▶ **WHAT TO WORK ON**:
Each line that includes the word "below" should be copied from the records.

▶ **DATASET CONTENT**:
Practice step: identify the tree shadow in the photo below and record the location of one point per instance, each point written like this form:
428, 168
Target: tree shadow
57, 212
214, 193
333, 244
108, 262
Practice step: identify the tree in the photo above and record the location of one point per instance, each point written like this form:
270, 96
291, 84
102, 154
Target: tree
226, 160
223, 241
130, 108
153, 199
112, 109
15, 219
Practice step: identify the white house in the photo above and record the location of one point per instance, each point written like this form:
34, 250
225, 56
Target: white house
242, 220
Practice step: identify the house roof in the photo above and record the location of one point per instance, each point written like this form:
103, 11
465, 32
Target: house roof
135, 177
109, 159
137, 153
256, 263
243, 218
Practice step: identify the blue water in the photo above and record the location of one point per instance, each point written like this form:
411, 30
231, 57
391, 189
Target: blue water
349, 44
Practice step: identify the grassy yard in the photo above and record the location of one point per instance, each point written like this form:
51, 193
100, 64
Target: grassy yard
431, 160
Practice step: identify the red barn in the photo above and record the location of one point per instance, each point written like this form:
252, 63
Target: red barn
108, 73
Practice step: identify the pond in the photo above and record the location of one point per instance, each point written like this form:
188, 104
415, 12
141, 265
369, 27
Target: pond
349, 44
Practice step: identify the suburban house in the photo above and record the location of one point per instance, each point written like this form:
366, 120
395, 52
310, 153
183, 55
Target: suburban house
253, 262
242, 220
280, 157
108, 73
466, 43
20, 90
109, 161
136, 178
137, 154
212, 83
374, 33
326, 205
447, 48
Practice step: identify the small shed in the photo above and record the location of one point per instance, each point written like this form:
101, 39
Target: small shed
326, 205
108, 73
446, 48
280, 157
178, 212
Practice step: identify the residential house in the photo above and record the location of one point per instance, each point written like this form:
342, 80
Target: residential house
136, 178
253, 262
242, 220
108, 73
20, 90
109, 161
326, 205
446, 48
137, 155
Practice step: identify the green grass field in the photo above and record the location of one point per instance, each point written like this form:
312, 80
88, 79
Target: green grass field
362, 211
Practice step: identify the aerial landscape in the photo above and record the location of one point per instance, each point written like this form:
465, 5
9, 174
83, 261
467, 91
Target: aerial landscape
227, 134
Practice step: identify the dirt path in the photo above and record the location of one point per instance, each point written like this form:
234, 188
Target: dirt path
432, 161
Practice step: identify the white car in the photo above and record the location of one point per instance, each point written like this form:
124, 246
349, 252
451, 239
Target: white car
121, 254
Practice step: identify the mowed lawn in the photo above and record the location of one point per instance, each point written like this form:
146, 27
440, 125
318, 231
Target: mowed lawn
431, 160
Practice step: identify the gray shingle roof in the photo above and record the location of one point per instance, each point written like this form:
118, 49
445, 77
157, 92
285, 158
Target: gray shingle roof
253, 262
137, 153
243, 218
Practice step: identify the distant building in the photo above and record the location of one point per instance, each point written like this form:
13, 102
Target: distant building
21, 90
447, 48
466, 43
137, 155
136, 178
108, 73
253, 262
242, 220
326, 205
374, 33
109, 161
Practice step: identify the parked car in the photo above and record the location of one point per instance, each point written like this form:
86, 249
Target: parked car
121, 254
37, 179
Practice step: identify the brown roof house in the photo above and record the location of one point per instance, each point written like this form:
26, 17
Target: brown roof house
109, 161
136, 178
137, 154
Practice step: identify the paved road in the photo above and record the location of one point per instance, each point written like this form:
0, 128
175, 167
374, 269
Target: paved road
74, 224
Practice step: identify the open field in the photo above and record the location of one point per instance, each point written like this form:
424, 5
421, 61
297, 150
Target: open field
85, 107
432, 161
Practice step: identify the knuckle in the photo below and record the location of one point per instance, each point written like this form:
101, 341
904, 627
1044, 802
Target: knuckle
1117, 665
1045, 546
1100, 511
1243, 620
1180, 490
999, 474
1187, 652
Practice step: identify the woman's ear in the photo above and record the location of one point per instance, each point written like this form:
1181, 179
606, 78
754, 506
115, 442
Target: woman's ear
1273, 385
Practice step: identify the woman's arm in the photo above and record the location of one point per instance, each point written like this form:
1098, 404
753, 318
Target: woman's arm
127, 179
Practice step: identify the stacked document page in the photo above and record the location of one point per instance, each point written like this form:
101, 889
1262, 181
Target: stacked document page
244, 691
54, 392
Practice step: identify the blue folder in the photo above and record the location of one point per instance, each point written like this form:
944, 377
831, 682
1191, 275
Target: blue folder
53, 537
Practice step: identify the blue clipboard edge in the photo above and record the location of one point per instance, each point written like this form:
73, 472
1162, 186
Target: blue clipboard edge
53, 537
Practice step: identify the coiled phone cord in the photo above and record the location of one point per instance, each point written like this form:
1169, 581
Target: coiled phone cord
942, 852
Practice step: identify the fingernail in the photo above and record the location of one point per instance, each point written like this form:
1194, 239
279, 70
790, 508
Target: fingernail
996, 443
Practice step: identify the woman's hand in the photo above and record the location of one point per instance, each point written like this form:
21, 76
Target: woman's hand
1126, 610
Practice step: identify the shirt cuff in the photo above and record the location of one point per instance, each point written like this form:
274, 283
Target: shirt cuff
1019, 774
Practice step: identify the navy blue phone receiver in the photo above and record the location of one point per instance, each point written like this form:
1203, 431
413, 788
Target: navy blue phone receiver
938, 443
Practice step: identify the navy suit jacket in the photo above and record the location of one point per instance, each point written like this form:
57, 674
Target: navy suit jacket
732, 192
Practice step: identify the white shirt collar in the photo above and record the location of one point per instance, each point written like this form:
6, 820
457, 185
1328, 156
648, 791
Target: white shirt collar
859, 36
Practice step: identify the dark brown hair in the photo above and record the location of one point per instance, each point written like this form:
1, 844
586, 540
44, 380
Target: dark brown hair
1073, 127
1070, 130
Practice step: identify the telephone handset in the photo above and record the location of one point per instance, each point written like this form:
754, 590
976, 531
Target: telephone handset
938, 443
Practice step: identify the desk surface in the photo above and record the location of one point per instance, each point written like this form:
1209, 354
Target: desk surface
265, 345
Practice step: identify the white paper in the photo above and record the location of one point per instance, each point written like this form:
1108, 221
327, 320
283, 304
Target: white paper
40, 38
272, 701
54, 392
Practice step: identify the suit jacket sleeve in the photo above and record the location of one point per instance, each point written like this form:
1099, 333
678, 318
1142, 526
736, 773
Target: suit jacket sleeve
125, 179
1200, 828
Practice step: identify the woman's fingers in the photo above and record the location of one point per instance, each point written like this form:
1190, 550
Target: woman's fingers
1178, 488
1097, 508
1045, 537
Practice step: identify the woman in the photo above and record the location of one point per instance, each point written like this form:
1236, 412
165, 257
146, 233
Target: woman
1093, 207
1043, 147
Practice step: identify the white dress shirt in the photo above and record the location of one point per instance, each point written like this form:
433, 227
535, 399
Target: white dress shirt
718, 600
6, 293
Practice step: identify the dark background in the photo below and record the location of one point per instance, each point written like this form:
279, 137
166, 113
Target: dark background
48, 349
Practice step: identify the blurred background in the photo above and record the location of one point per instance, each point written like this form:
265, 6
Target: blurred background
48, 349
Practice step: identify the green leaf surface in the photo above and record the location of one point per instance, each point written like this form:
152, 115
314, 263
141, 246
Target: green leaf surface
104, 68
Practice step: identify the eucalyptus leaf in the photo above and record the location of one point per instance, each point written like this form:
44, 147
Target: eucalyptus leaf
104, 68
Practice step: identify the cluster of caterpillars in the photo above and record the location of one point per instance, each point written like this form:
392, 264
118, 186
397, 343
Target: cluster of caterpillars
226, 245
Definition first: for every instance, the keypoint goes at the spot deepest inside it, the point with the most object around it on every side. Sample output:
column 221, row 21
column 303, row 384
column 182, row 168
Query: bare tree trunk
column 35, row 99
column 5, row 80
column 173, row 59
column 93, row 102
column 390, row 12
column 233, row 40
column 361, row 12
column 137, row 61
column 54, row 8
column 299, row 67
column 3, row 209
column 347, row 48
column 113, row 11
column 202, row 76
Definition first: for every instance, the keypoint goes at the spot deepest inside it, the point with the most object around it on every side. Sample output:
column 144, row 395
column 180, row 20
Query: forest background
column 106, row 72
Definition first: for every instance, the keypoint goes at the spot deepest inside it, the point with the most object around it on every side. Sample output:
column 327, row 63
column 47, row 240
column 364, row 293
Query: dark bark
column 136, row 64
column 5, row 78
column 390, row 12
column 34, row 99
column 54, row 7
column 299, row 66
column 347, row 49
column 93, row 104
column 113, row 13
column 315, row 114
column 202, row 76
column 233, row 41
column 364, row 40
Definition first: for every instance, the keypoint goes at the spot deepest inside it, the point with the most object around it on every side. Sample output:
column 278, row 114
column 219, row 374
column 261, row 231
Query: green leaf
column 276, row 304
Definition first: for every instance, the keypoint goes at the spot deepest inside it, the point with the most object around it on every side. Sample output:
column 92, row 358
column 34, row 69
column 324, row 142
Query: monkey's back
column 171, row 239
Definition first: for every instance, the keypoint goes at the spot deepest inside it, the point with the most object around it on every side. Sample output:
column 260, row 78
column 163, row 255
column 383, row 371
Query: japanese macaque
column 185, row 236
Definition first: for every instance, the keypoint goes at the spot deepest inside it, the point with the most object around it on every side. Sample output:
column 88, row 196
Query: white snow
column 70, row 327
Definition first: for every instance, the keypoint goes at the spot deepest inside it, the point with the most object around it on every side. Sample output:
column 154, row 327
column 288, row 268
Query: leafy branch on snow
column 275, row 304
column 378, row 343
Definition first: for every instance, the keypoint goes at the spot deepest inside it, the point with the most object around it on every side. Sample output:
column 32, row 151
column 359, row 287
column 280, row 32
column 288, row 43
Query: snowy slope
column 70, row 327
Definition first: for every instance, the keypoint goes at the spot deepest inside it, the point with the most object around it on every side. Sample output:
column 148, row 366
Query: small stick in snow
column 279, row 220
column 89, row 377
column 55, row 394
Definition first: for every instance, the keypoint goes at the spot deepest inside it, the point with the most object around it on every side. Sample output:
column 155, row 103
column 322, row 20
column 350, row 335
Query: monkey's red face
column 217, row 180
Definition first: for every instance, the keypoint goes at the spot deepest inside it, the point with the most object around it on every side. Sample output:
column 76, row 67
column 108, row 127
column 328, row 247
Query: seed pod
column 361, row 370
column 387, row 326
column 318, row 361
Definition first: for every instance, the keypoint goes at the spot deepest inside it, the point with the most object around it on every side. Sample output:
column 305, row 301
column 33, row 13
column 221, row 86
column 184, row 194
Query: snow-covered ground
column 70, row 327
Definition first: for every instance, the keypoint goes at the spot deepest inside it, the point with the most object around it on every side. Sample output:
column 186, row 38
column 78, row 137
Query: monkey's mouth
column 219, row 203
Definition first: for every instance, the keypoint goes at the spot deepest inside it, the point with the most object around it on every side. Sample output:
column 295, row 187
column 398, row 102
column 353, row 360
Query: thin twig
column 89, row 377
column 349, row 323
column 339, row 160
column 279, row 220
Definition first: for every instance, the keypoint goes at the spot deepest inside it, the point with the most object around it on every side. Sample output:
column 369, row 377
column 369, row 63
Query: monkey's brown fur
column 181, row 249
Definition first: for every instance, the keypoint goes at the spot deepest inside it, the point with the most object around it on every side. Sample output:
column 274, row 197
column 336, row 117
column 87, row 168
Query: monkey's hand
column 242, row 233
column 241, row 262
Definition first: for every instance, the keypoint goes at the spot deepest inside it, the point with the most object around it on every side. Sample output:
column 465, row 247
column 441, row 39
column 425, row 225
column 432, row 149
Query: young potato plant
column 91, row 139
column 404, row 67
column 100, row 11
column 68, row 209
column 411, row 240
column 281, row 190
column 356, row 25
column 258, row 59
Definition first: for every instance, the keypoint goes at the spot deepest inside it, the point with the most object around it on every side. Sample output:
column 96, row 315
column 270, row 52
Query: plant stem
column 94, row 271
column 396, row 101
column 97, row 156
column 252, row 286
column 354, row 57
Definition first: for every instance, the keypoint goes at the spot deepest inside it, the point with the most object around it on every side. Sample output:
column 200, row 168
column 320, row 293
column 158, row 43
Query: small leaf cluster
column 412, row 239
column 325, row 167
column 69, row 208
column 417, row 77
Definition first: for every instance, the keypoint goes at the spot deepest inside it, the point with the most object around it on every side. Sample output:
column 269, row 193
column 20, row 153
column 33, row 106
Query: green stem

▶ **TASK ANSWER**:
Practice step: identify the tree shadow in the photo below and record the location of one point per instance, each point written like this form:
Practice step: identify the knuckle in the photo below and record the location of one point per instance, each point written like this form:
Practice step: identify the dark background in the photo below and record the location of one point per instance, each point written like this form:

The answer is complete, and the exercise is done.